* start Document extract *
Manufacturer: Buffalo China
User: Blackstone Hotel
Distributor: Albert Pick & Company
Date of condiment or mustard pot: 1922
Notes: Located at 636 South Michigan Avenue in Chicago, Illinois, this 21-story, 450-room grand hotel opened its doors in 1910. It was named after Timothy Blackstone, President of the Illinois Central Railroad, who built the hotel mainly to serve passengers of his trains. The original construction was capitalized at $1.5 million, including a $600,000 to $750,000 bond issue by the Drake Hotel Company.
In the 1920s, the Drake Hotel Company undertook some financing arrangements which included extending their debt to construct the Drake Hotel. They used the Blackstone Hotel as collateral for one loan in 1927. The Wall Street Crash of 1929 rippled into the hotel industry, leaving the Chicago Title and Trust Company with 30 Chicago hotels in receivership and causing the Drakes to default in 1932. The hotel ended up belonging to Metropolitan Life, which held the mortgage.
* end Document extract *
→ **Set task A**: Return every line of the records that contains the string "tree", treating uppercase and lowercase as different.
→ **Set task B**: Write the next part of the Blackstone Hotel history above, picking up after its last sentence.
* start Input rows *
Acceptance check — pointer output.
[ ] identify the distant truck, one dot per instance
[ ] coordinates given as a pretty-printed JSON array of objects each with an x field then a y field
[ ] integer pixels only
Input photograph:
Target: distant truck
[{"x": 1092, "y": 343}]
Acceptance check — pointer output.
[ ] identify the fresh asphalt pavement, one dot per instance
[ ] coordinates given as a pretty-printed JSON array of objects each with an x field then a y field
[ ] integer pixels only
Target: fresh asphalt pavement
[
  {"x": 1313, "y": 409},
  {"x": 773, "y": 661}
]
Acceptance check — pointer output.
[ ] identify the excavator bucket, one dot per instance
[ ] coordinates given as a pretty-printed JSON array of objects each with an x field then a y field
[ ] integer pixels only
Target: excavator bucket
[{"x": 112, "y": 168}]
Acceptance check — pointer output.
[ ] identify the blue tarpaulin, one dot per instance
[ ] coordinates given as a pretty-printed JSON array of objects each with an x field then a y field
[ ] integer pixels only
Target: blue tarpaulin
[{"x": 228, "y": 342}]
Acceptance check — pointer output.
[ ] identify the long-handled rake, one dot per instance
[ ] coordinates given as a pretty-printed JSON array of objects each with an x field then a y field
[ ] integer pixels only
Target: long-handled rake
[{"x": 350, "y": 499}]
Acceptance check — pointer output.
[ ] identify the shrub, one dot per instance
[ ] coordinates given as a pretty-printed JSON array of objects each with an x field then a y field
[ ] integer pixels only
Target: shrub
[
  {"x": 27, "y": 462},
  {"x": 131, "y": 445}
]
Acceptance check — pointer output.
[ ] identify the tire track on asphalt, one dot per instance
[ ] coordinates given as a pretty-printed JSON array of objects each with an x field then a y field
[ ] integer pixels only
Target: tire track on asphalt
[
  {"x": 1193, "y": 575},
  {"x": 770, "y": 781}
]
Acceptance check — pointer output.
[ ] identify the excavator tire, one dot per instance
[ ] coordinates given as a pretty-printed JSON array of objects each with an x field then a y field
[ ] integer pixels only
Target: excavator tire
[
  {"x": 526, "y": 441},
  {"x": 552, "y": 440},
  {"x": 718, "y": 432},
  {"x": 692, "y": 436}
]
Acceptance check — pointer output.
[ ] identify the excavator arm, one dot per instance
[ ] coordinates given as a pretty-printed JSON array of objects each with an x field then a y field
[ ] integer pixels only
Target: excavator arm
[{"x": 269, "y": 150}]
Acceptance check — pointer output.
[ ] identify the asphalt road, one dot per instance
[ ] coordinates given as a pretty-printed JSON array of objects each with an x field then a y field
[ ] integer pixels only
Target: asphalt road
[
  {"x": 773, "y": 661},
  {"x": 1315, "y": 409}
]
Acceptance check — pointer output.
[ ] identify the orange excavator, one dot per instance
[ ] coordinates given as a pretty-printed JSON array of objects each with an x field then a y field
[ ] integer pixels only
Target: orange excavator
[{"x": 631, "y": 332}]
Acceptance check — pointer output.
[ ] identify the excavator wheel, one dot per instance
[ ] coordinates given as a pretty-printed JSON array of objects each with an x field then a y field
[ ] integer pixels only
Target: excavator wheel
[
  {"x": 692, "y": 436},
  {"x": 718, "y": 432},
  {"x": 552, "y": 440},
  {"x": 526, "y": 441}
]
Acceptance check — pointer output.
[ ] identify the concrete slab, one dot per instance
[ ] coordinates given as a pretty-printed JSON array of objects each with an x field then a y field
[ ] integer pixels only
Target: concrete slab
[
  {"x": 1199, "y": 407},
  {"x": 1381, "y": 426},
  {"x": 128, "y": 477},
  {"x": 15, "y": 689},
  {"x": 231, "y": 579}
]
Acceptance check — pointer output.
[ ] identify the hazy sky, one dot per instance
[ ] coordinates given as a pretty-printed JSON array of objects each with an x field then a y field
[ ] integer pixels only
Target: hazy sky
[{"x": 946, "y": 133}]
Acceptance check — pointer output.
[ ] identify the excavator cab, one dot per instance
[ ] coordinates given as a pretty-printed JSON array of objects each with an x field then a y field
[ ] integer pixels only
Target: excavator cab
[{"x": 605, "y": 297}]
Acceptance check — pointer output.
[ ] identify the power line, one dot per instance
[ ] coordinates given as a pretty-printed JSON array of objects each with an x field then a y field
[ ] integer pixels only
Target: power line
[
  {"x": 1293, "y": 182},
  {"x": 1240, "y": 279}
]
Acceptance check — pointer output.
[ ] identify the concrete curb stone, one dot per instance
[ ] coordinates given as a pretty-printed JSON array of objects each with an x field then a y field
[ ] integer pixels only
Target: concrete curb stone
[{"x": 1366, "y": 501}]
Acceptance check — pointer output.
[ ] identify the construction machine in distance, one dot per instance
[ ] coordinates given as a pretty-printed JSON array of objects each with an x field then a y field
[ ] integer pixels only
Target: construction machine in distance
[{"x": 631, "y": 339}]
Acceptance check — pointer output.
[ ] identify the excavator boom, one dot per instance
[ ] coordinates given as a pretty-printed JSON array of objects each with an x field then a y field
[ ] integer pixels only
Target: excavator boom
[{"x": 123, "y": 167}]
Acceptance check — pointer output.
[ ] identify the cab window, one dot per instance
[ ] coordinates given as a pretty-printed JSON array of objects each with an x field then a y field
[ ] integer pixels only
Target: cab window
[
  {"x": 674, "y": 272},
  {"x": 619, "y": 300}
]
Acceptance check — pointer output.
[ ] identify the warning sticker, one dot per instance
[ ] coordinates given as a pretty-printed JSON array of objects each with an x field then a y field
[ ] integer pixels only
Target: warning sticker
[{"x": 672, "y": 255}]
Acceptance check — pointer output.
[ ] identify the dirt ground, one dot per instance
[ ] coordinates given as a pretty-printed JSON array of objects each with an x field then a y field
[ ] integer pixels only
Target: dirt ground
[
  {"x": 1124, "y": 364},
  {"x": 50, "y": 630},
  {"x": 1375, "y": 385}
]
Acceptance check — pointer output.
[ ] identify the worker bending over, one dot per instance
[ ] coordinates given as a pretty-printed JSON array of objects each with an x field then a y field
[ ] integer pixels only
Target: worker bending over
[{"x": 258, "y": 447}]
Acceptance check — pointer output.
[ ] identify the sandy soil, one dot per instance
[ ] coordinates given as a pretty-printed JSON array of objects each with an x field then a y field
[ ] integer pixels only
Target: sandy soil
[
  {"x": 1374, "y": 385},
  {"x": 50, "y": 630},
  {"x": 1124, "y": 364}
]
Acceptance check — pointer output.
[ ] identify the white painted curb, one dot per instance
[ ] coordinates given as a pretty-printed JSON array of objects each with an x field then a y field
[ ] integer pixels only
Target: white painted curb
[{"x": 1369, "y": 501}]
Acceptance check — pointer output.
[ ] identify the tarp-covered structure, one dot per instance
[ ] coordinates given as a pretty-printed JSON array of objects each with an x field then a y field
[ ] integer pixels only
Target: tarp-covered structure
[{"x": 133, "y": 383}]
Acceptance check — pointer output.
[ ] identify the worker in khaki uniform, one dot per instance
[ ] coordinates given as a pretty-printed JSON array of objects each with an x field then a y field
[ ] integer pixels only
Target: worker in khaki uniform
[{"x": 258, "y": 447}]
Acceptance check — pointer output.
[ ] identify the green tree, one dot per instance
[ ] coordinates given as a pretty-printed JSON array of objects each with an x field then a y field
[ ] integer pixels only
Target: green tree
* end Input rows *
→ **Written answer A**:
[ ] identify the green tree, one dot per instance
Target: green tree

→ **Written answer B**:
MetLife leased the Blackstone to hotelier Arnold Kirkeby in 1936, and Kirkeby bought the hotel outright in 1941. Kirkeby sold the hotel to Sheraton Hotels in 1954 and it was renamed the Sheraton-Blackstone Hotel. The hotel endured troubles in the late 1960s, as the neighborhood surrounding it declined, and Sheraton finally sold the property to local hotelier Mark Friedman on September 12, 1973, for $5 million and the hotel became the Blackstone Hotel again.
The hotel was added to the National Register of Historic Places on May 8, 1986.
In 1995, the Blackstone was sold to Maharishi Mahesh Yogi.
On May 29, 1998, the Blackstone Hotel was designated as a Chicago Landmark. It is also a historic district contributing property for the Chicago Landmark Historic Michigan Boulevard District.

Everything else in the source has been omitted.